## INSTRUCTIONS FOR THE TASK
Go through the data below and copy each line that includes "pole".

++++++

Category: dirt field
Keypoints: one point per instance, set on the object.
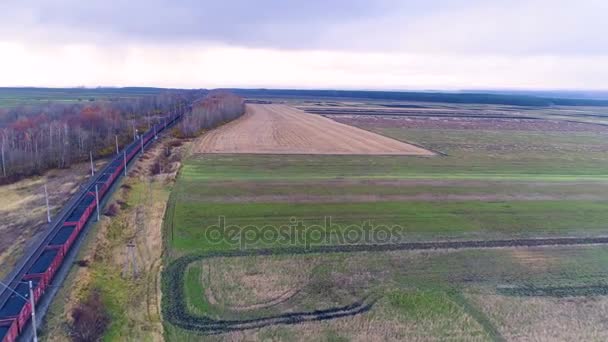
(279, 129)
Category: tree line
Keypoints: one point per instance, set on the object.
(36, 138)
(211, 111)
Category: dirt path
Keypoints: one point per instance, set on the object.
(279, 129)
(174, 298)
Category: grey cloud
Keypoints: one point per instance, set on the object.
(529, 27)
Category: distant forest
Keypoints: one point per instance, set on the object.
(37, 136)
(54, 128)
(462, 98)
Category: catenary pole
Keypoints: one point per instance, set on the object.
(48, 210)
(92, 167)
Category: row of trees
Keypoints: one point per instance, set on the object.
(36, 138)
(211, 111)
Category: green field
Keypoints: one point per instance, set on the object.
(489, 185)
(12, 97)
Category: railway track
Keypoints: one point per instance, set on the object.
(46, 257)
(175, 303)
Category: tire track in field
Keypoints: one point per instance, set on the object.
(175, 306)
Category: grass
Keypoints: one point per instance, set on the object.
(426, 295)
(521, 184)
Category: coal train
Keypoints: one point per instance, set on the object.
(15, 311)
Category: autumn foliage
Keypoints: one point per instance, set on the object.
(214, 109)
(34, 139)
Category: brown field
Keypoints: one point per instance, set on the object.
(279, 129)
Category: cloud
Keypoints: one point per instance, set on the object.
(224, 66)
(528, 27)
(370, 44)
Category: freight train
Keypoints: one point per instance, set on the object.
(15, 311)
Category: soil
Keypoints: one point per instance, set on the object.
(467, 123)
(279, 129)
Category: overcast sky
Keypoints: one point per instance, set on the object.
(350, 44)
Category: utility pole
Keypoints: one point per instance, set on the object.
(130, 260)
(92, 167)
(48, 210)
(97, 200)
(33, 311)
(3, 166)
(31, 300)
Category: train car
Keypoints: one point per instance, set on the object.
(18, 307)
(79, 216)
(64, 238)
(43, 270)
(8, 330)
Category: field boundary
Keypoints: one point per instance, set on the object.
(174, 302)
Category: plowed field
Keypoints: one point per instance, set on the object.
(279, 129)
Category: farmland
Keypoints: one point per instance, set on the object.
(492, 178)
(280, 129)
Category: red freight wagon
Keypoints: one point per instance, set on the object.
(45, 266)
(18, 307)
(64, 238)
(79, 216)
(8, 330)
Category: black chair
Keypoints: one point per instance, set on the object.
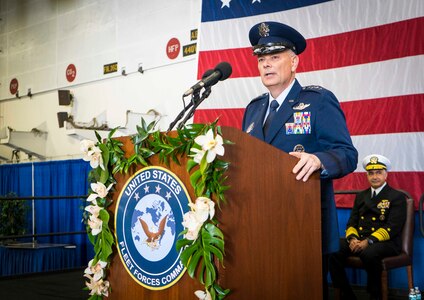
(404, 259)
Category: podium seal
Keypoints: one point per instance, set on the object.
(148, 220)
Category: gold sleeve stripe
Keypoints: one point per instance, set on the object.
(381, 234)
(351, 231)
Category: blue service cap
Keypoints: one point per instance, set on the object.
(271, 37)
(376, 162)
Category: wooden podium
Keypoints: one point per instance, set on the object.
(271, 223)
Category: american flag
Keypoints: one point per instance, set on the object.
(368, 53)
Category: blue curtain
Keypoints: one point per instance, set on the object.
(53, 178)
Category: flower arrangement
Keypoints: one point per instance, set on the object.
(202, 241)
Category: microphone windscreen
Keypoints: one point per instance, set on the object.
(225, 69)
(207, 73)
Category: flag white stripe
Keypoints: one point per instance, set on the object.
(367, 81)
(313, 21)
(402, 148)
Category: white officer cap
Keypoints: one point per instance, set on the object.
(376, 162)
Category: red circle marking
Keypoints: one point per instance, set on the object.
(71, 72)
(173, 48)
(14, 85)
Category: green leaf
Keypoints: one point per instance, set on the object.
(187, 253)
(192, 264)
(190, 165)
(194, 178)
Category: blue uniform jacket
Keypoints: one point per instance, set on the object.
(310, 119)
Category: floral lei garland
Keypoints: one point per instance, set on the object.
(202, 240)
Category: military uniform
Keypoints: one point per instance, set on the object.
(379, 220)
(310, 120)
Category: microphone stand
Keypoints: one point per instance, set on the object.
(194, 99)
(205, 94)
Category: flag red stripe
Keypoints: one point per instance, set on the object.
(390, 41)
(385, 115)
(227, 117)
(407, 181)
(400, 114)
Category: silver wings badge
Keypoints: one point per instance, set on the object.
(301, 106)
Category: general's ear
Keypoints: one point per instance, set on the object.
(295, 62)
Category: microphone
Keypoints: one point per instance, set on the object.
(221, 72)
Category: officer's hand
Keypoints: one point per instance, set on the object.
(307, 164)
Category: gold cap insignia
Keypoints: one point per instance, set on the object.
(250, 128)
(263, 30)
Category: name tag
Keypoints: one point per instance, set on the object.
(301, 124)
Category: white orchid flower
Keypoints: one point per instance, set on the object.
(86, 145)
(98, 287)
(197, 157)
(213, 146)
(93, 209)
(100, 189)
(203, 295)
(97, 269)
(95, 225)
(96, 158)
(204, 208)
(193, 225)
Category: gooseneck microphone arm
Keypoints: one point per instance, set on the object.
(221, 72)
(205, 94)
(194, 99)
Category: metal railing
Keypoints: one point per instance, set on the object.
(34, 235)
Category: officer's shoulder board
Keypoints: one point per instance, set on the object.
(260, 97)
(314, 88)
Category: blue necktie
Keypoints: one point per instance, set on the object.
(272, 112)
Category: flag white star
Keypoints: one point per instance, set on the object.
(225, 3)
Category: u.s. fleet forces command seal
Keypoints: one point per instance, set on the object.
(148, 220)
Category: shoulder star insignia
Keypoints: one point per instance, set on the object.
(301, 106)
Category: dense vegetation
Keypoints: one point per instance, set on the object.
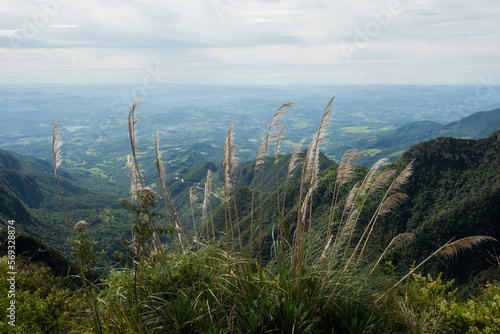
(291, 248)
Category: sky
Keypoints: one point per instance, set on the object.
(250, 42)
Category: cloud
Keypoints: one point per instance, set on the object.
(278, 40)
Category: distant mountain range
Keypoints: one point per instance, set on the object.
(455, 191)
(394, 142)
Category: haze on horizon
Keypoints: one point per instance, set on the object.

++++++

## PROBLEM SOLUTION
Category: catenary pole
Category: utility pole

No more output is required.